Your instructions:
Show the lines below where "blue" occurs.

Records to use:

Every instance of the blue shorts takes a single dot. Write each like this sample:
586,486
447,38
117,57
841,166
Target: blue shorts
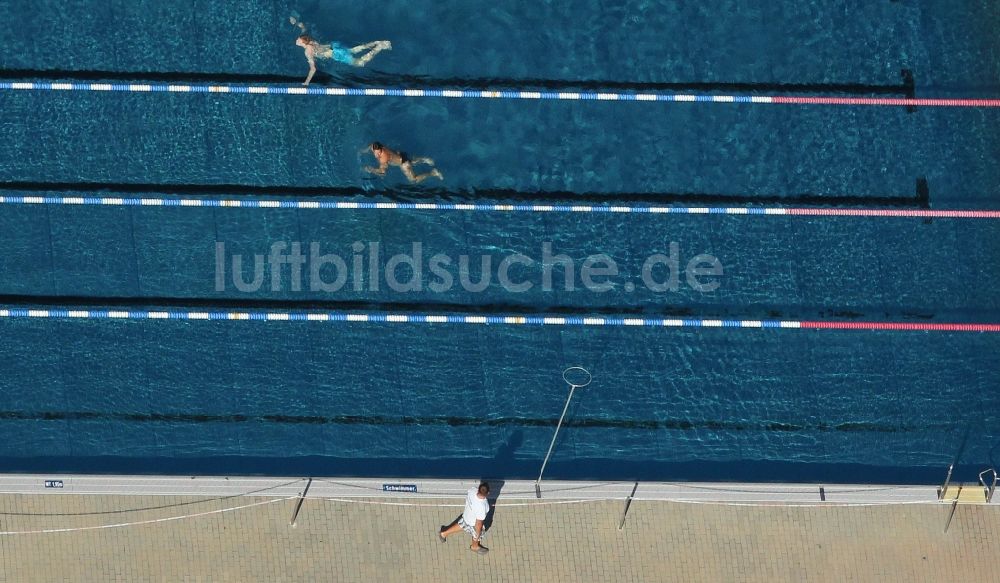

Result of this exercise:
Every instance of the blue shorts takes a single dot. Write each like this sample:
Target: blue shorts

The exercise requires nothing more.